→ **Scopo del compito**
Ricopia alla lettera il passo della sentenza che comincia con "udita la relazione" e prosegue fino a "Procuratore Generale Dott.".

Sentenza Sentenza Cassazione Civile n. 2689 del 04/02/2011

Cassazione civile sez. trib., 04/02/2011, (ud. 21/09/2010, dep. 04/02/2011), n.2689

LA CORTE SUPREMA DI CASSAZIONE

SEZIONE TRIBUTARIA

Composta dagli Ill.mi Sigg.ri Magistrati:

Dott. PLENTEDA Donato – Presidente –

Dott. PARMEGGIANI Carlo – Consigliere –

Dott. CAMPANILE Pietro – Consigliere –

Dott. DI IASI Camilla – Consigliere –

Dott. BISOGNI Giacinto – rel. Consigliere –

ha pronunciato la seguente:

sentenza

sul ricorso proposto da:

IDEAL STANDARD ITALIA s.r.l., elettivamente dom.ta in Roma, via

Bertoloni 29, presso lo studio dell’avvocato Pettinato Salvo, dal

quale è rappresentata e difesa, unitamente all’avvocato Giorgio, per

procura speciale in calce al ricorso per cassazione;

– ricorrente –

contro

Ministero dell’Economia e delle Finanze e Agenzia delle Entrate,

rappresentati e difesi dall’Avvocatura Generale dello Stato, presso

cui sono domiciliati in Roma, via dei Portoghesi 12;

– controricorrente –

avverso la sentenza n. 59/44/04 della Commissione tributaria

regionale di Milano, emessa il 15 novembre 2004, depositata il 29

novembre 2004, R.G. 2466/03;

udita la relazione della causa svolta all’udienza del 21 settembre

2010 dal Consigliere Dott. Giacinto Bisogni;

udito l’Avvocato Iacobone per la ricorrente;

udito il P.M. in persona del Sostituto Procuratore Generale Dott.

→ **Dati forniti**

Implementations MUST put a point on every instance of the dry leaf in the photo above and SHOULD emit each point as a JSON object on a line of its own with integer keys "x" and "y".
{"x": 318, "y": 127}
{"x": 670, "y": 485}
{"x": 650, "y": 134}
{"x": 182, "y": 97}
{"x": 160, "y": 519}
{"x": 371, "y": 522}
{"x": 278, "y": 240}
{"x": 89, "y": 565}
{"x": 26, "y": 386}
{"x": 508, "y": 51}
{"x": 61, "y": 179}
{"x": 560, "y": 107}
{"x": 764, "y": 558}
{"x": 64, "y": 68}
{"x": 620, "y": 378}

→ **Risposta attesa**
udita la relazione della causa svolta all’udienza del 21 settembre

2010 dal Consigliere Dott. Giacinto Bisogni;

udito l’Avvocato Iacobone per la ricorrente;

udito il P.M. in persona del Sostituto Procuratore Generale Dott.